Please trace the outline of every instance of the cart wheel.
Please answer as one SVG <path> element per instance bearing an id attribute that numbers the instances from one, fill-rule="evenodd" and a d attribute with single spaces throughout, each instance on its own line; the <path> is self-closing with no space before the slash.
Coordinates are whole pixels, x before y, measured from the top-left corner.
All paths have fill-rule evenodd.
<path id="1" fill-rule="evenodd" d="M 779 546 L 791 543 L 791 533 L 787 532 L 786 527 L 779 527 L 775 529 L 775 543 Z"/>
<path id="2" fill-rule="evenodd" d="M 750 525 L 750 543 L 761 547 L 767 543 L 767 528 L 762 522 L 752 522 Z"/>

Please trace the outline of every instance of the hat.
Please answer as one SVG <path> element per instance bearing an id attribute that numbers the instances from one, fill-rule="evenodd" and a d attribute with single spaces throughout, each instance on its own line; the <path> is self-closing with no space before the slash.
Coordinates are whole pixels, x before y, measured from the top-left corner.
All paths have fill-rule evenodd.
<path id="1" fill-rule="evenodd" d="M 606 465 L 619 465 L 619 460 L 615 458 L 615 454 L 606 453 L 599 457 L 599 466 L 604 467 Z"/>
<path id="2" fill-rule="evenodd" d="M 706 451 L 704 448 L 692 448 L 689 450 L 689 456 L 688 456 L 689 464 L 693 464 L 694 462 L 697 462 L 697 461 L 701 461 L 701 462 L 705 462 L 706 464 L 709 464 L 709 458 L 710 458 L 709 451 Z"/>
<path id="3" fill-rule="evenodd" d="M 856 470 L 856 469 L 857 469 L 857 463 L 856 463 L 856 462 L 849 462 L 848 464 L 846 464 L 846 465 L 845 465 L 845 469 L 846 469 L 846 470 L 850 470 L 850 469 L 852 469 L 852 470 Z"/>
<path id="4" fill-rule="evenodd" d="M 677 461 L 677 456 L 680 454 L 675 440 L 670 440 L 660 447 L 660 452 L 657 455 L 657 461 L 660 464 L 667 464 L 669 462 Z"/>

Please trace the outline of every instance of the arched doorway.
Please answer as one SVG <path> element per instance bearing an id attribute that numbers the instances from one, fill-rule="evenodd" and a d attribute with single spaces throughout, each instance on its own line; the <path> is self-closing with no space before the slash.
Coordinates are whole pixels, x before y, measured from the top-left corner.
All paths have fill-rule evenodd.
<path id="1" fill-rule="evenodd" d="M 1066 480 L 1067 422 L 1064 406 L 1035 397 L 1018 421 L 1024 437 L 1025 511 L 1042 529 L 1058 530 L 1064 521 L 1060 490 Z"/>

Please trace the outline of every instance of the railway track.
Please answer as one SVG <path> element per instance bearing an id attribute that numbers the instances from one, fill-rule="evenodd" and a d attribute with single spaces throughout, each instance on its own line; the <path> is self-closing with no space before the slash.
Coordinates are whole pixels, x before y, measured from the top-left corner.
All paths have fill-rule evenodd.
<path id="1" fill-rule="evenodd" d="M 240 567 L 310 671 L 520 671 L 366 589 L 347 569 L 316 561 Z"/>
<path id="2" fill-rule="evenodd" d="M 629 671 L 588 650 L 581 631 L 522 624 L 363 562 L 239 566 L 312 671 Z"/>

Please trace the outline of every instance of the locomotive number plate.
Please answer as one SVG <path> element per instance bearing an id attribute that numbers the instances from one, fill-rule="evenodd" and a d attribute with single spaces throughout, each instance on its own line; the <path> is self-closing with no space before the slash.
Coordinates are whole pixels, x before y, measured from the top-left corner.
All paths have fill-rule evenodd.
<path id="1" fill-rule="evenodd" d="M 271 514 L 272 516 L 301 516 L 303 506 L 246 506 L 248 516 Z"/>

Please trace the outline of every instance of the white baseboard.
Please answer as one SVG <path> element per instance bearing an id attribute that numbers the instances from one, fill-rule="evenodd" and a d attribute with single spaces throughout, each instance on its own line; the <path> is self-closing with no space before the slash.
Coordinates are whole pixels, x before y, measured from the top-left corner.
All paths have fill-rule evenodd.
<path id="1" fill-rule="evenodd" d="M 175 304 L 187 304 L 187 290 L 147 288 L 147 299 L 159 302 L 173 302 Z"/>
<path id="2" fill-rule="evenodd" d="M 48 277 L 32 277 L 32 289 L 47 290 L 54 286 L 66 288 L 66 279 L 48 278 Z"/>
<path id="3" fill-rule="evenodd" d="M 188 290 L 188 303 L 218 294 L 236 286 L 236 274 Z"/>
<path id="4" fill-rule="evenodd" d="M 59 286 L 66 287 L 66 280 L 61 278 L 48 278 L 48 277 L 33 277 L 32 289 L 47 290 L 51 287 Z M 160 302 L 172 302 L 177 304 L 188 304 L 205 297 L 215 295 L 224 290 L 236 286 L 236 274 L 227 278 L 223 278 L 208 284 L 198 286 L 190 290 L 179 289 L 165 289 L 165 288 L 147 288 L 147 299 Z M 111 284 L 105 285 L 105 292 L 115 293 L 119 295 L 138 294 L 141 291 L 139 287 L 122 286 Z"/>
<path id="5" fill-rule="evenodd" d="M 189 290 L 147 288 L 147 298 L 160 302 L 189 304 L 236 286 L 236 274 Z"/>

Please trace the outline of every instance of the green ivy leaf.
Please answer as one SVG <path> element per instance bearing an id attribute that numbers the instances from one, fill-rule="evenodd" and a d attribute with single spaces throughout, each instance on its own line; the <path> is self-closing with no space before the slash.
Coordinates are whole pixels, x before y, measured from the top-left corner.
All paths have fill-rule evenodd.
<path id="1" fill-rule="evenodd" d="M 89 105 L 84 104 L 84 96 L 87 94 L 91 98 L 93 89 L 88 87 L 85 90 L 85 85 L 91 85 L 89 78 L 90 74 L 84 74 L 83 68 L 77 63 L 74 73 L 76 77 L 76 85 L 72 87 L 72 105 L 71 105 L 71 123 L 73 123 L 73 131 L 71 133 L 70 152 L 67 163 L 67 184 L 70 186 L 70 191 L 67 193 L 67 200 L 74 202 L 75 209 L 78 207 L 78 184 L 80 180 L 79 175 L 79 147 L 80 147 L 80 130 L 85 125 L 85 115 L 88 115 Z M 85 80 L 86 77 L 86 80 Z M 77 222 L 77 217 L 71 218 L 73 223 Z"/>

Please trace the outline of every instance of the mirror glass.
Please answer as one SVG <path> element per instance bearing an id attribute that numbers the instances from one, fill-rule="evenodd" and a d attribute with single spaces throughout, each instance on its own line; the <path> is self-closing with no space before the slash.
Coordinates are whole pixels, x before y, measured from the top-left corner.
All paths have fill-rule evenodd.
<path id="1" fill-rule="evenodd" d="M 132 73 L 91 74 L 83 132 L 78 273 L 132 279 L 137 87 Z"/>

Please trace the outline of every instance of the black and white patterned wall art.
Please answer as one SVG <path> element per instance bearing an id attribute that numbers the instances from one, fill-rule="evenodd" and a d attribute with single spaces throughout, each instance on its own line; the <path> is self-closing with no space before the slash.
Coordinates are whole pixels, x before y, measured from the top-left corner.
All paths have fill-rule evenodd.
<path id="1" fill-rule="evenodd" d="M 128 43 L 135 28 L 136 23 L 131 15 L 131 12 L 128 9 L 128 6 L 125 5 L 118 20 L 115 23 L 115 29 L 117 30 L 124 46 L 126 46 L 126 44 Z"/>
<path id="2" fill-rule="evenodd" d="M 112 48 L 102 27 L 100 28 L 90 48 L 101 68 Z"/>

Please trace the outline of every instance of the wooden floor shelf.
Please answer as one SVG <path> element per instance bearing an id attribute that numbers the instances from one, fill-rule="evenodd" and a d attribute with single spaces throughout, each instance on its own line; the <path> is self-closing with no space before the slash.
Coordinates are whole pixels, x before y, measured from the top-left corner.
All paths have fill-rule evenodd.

- What to produce
Reply with the complete data above, every character as it stands.

- Task answer
Please trace the outline of every instance of the cart wheel.
Please answer as one SVG <path> element per instance bearing an id attribute that numbers the instances from one, fill-rule="evenodd" and a d attribute with single spaces throughout, each instance on its own line; the <path> is self-closing with no space before the slash.
Coordinates are whole pixels, x before y, measured from the top-left corner.
All paths have fill-rule evenodd.
<path id="1" fill-rule="evenodd" d="M 779 546 L 791 543 L 791 533 L 787 532 L 786 527 L 779 527 L 775 529 L 775 543 Z"/>
<path id="2" fill-rule="evenodd" d="M 750 525 L 750 543 L 761 547 L 767 543 L 767 528 L 762 522 L 752 522 Z"/>

Please trace the outline of every instance of the hat.
Please answer as one SVG <path> element per instance bearing an id attribute that numbers the instances from one, fill-rule="evenodd" and a d attribute with single spaces throughout, each instance on its own line; the <path> is self-closing with no space before the slash.
Coordinates are whole pixels, x before y, measured from the top-left corner.
All paths have fill-rule evenodd.
<path id="1" fill-rule="evenodd" d="M 606 465 L 619 465 L 619 460 L 615 458 L 615 454 L 606 453 L 599 457 L 599 466 L 604 467 Z"/>
<path id="2" fill-rule="evenodd" d="M 706 451 L 704 448 L 692 448 L 689 450 L 689 456 L 688 456 L 689 464 L 693 464 L 694 462 L 697 462 L 697 461 L 701 461 L 701 462 L 705 462 L 706 464 L 709 464 L 709 458 L 710 458 L 709 451 Z"/>
<path id="3" fill-rule="evenodd" d="M 856 470 L 856 469 L 857 469 L 857 463 L 856 463 L 856 462 L 849 462 L 848 464 L 846 464 L 846 465 L 845 465 L 845 469 L 846 469 L 846 470 L 850 470 L 850 469 L 852 469 L 852 470 Z"/>
<path id="4" fill-rule="evenodd" d="M 677 461 L 677 456 L 680 454 L 675 440 L 670 440 L 660 447 L 660 452 L 657 455 L 657 461 L 660 464 L 667 464 L 669 462 Z"/>

Please trace the outline of every instance of the arched doorway.
Please answer as one SVG <path> element per instance bearing an id attribute that numbers the instances from one, fill-rule="evenodd" and a d attribute with single spaces throughout, each instance on its own line; the <path> is self-closing with no space before the slash.
Coordinates are whole pixels, x before y, measured from the top-left corner.
All paths have fill-rule evenodd.
<path id="1" fill-rule="evenodd" d="M 1066 480 L 1067 422 L 1064 406 L 1035 397 L 1018 421 L 1024 437 L 1025 511 L 1042 529 L 1058 530 L 1064 521 L 1060 490 Z"/>

Please trace the outline of every instance of the railway track.
Please answer as one SVG <path> element per instance bearing an id attribute that numbers the instances from one, fill-rule="evenodd" and a d attribute with single spaces throughout, each instance on its own line; the <path> is self-closing with no space before the slash.
Coordinates are whole pixels, x before y, measured from the top-left corner.
All paths have fill-rule evenodd.
<path id="1" fill-rule="evenodd" d="M 240 567 L 310 671 L 520 671 L 366 589 L 347 569 L 316 561 Z"/>
<path id="2" fill-rule="evenodd" d="M 629 671 L 588 650 L 581 631 L 522 624 L 363 562 L 239 566 L 312 671 Z"/>

Please trace the outline of every instance of the locomotive number plate.
Please answer as one SVG <path> element per instance bearing an id attribute that numbers the instances from one, fill-rule="evenodd" and a d attribute with single spaces throughout, each instance on its own line; the <path> is self-closing with no space before the slash.
Coordinates are whole pixels, x before y, measured from the top-left corner.
All paths have fill-rule evenodd.
<path id="1" fill-rule="evenodd" d="M 271 514 L 272 516 L 301 516 L 303 506 L 246 506 L 248 516 Z"/>

Please trace the outline of every instance of the white baseboard.
Please answer as one SVG <path> element per instance bearing an id attribute that numbers the instances from one, fill-rule="evenodd" and a d attribute with single spaces throughout, each instance on its own line; the <path> is self-closing with no space before the slash.
Coordinates are whole pixels, x before y, measured from the top-left corner.
All paths have fill-rule evenodd.
<path id="1" fill-rule="evenodd" d="M 175 304 L 187 304 L 187 290 L 147 288 L 147 299 L 159 302 L 173 302 Z"/>
<path id="2" fill-rule="evenodd" d="M 48 277 L 32 277 L 32 289 L 47 290 L 54 286 L 66 288 L 66 279 L 48 278 Z"/>
<path id="3" fill-rule="evenodd" d="M 188 290 L 188 303 L 218 294 L 236 286 L 236 274 Z"/>
<path id="4" fill-rule="evenodd" d="M 59 286 L 66 287 L 66 280 L 61 278 L 48 278 L 48 277 L 33 277 L 32 289 L 47 290 L 51 287 Z M 160 302 L 172 302 L 177 304 L 188 304 L 205 297 L 215 295 L 224 290 L 236 286 L 236 274 L 227 278 L 223 278 L 208 284 L 198 286 L 190 290 L 179 289 L 165 289 L 165 288 L 147 288 L 147 299 Z M 111 284 L 105 285 L 105 292 L 115 293 L 119 295 L 138 294 L 141 291 L 139 287 L 122 286 Z"/>
<path id="5" fill-rule="evenodd" d="M 189 290 L 147 288 L 147 298 L 160 302 L 189 304 L 236 286 L 236 274 Z"/>

Please trace the outline of every instance of the green ivy leaf.
Please answer as one SVG <path> element per instance bearing an id attribute that numbers the instances from one, fill-rule="evenodd" and a d attribute with single spaces throughout, each instance on its own line; the <path> is self-closing with no space before the slash.
Coordinates are whole pixels, x before y, measured from the top-left corner.
All paths have fill-rule evenodd.
<path id="1" fill-rule="evenodd" d="M 89 105 L 84 104 L 84 96 L 87 94 L 91 98 L 93 89 L 88 87 L 85 90 L 85 85 L 91 85 L 89 78 L 90 74 L 84 74 L 83 68 L 77 63 L 74 73 L 76 77 L 76 85 L 72 87 L 72 105 L 71 105 L 71 123 L 73 123 L 73 131 L 71 133 L 70 152 L 67 163 L 67 184 L 70 186 L 70 191 L 67 193 L 67 200 L 74 202 L 75 209 L 78 207 L 78 184 L 80 180 L 79 175 L 79 147 L 80 147 L 80 130 L 85 125 L 85 115 L 88 115 Z M 85 80 L 86 77 L 86 80 Z M 77 222 L 77 217 L 71 218 L 73 223 Z"/>

Please trace the outline of every instance of the mirror glass.
Please answer as one SVG <path> element per instance bearing an id attribute that numbers the instances from one, fill-rule="evenodd" and a d attribute with single spaces throughout, each instance on its own line; the <path> is self-closing with no space before the slash.
Coordinates are whole pixels, x before y, measured from the top-left corner.
All paths have fill-rule evenodd.
<path id="1" fill-rule="evenodd" d="M 132 73 L 91 74 L 83 132 L 78 273 L 132 279 L 137 87 Z"/>

Please trace the outline of every instance of the black and white patterned wall art.
Please answer as one SVG <path> element per instance bearing an id attribute that numbers the instances from one, fill-rule="evenodd" and a d attribute with single spaces throughout, each instance on its own line; the <path> is self-closing with no space before the slash.
Coordinates are whole pixels, x before y, measured from the top-left corner.
All paths have fill-rule evenodd.
<path id="1" fill-rule="evenodd" d="M 128 43 L 135 28 L 136 23 L 131 15 L 131 12 L 128 9 L 128 6 L 125 5 L 118 20 L 115 23 L 115 29 L 117 30 L 124 46 L 126 46 L 126 44 Z"/>
<path id="2" fill-rule="evenodd" d="M 112 48 L 102 27 L 100 28 L 90 48 L 101 68 Z"/>

Please trace the outline of every instance of the wooden floor shelf.
Please answer as one SVG <path> element per instance bearing an id attribute that numbers the instances from one, fill-rule="evenodd" and a d attribute with single spaces throughout, each instance on its own line; the <path> is self-closing with no space before the slash.
Coordinates are whole pixels, x before y, measured from the top-left corner.
All paths have fill-rule evenodd.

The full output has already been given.